* **TRECHO APRESENTADO**:
O drama de Lima teve início em março de 2018, quando Maceió foi afetada por um terremoto de 2,5 graus na escala Richter, um tremor considerado leve, mas o suficiente para abrir crateras nas ruas e rachar várias residências. Muita gente precisou abandonar suas casas, devido ao risco de desabamento. Inicialmente, a Braskem tentou se eximir da responsabilidade, mas uma análise realizada pelo Serviço Geológico do Brasil comprovou que a causa do acidente foi a exploração de sal-gema feita pela mineradora, que tinha 35 minas instaladas no subsolo de Pinheiro, ­Mutange, Bebedouro, Bom Parto e Farol, bairros que aos poucos foram afundando também.

Segundo a urbanista Isadora Padilha, desde a década de 1980 havia o risco de rebaixamento da superfície, pois as minas estão no subsolo da parte urbana de Maceió e os poços foram instalados embaixo dos cinco bairros afetados pelo terremoto. “As rochas de sal-gema são quebradas para tirar os cristais do minério, depois transportados por dutos que percorrem quilômetros dentro da cidade até chegar à fábrica, onde são transformados em vários produtos”, explica, acrescentando que esse processo realizado por anos motivou o afundamento dos bairros, um movimento ainda em curso.

Cinco bairros afundaram devido à extração de sal-gema no subsolo da capital alagoana

Lima é proprietário de uma empresa provedora de internet e sua maior clientela ficava na região atingida. Com o acidente, ele alega ter perdido 60% da receita, acumulando prejuízos e dívidas. “As perdas geraram em mim uma ansiedade grande, problemas para dormir, devido à incerteza de saber se serei capaz de manter meu negócio, pagar os funcionários e minhas contas”, diz, salientando que só de material teria investido mais de 1 milhão de reais, mas a Braskem ofereceu míseros 50 mil reais de indenização. “Estamos buscando na Holanda o que não encontramos em Maceió, justiça.”

Em 17 de maio, a Justiça holandesa rea­lizou a primeira audiência da fase preliminar do processo, para analisar se o ­país tem jurisprudência para julgar o ­caso. O escritório de advocacia internacional PGMBM, em parceria com Araújo Advogados Associados e Omena Advocacia, representa Lima e outras vítimas da tragédia, e esteve presente na audiência que durou quatro horas. O Tribunal Distrital de Roterdã escutou o depoimento de três das vítimas e de advogados da Braskem. Ao final, os juízes agendaram para 21 de setembro o anúncio do veredicto, se o processo deve ou não ser julgado na Holanda. A partir dessa data, as partes podem questionar o resultado e, em maio de 2023, será publicado, enfim, o mérito da questão.

* **MATERIAL DE ORIGEM**:
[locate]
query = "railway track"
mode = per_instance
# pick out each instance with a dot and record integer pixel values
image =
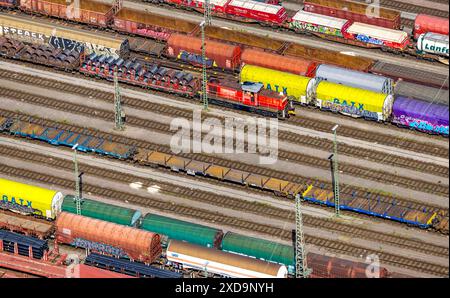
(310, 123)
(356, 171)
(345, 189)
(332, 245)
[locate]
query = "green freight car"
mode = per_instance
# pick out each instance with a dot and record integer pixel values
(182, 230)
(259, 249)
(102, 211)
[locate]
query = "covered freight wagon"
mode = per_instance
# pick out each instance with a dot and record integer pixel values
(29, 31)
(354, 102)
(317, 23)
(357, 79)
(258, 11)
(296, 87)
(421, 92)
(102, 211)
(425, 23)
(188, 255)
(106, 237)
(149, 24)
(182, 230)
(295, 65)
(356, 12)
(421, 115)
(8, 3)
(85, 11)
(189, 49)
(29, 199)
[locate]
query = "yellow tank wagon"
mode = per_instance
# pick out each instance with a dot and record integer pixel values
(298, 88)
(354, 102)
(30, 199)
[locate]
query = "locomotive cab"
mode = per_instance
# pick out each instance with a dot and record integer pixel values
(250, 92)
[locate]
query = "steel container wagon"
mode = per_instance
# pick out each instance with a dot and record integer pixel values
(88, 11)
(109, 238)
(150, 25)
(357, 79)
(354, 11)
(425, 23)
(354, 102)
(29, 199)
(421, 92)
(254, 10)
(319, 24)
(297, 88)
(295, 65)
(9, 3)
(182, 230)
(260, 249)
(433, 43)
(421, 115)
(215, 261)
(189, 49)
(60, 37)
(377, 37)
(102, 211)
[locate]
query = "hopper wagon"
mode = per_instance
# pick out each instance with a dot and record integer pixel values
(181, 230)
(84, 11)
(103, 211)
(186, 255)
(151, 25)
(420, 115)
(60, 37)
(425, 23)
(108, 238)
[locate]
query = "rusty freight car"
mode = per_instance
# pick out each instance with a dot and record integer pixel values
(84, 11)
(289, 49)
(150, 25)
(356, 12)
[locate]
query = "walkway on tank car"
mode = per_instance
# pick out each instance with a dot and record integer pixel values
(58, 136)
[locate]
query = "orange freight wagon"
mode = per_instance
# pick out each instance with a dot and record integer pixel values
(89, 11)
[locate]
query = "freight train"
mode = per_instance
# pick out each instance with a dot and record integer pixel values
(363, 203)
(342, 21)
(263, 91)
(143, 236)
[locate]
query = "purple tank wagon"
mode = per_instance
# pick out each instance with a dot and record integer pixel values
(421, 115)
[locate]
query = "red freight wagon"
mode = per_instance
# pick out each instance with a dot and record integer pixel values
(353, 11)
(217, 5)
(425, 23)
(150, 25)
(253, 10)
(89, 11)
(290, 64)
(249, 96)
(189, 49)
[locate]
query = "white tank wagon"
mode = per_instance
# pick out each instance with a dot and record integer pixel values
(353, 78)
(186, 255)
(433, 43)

* **ATIVIDADES PROPOSTAS**:
[A] De acordo com o trecho apresentado, quantas minas a mineradora tinha instaladas no subsolo dos bairros afetados?
[B] Conte quantas das linhas acima contêm a palavra "freight". Responda apenas com o número.

* **AS SOLUÇÕES**:
[A] 35 minas.

[B] 6